**DATA EXTRACT**
--*--

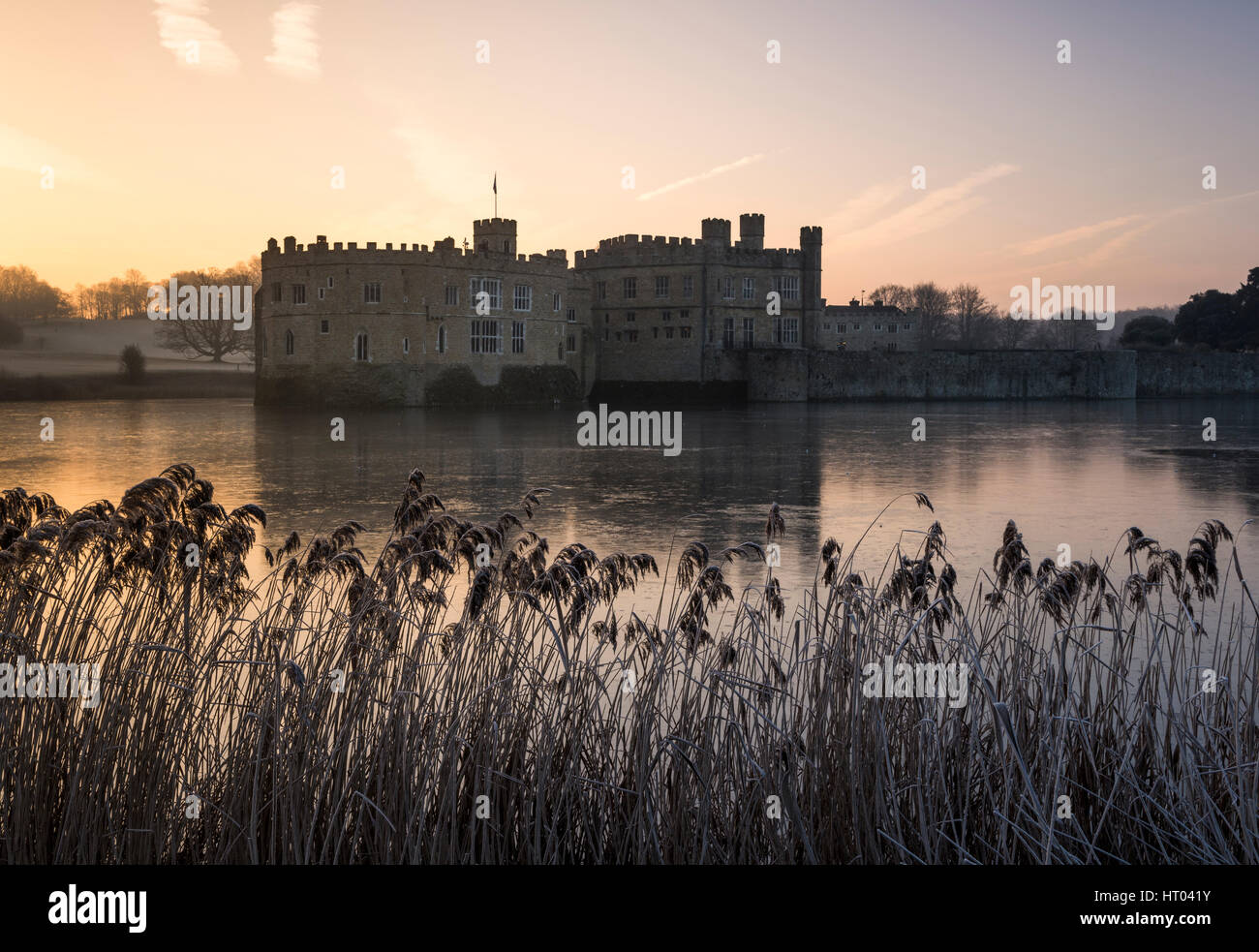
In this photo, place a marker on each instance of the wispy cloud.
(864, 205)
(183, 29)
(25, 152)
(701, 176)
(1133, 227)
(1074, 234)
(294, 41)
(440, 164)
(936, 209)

--*--

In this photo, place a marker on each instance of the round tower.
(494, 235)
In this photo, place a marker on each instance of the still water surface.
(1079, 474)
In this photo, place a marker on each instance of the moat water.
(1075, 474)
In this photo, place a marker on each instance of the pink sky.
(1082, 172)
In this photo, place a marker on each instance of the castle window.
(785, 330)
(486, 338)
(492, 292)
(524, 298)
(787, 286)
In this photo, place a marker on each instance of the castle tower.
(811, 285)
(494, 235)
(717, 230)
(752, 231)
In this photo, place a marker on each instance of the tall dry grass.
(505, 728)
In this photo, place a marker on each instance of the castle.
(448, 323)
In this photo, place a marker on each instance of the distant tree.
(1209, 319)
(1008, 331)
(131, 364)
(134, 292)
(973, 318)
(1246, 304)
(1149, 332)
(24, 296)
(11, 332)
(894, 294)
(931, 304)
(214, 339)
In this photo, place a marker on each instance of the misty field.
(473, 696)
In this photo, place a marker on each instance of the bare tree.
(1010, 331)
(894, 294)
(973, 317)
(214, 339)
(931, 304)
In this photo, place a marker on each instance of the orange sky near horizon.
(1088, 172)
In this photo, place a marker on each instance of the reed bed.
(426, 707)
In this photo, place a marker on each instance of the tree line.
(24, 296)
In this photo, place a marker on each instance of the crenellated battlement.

--*--

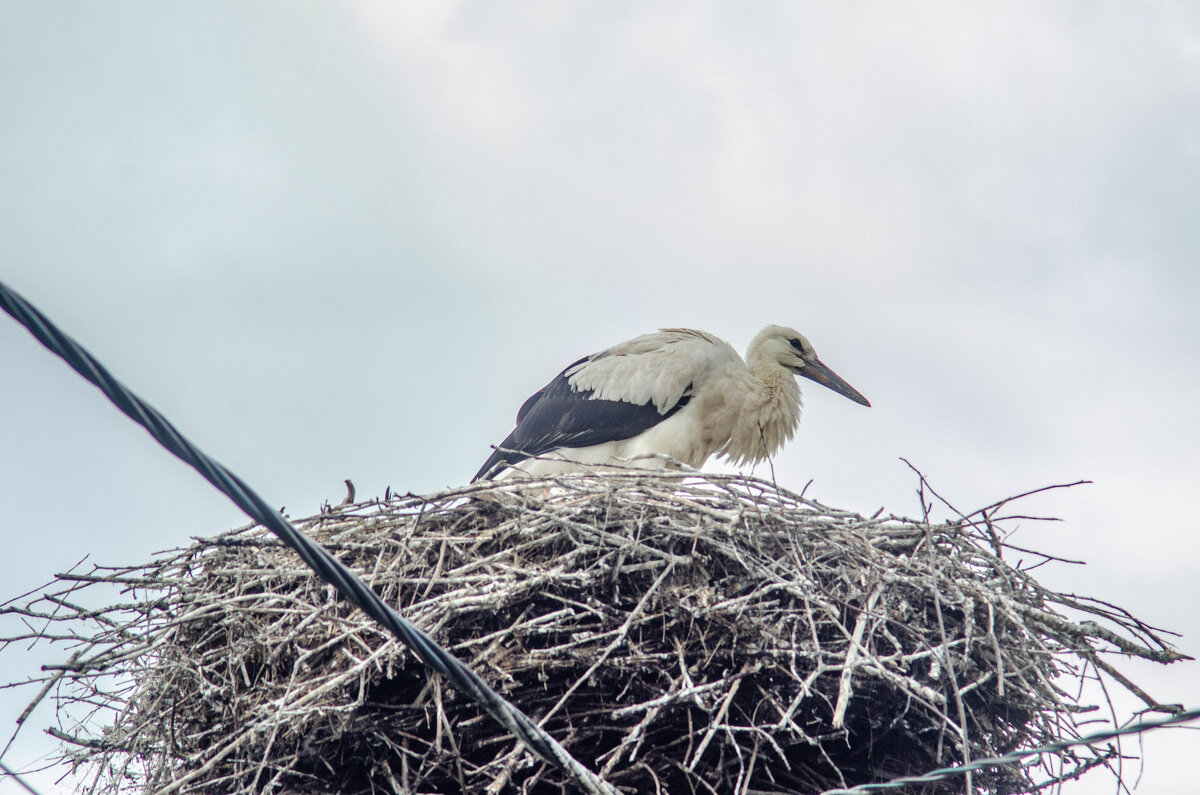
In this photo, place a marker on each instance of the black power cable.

--*--

**TASK REQUIREMENTS**
Gather every line of the records above that contains the word "water", and copy each of those lines out in full.

**REPLY TO THE TASK**
In this photo, place a marker on each instance of the still water surface.
In this photo, place a marker on each instance of the moat water.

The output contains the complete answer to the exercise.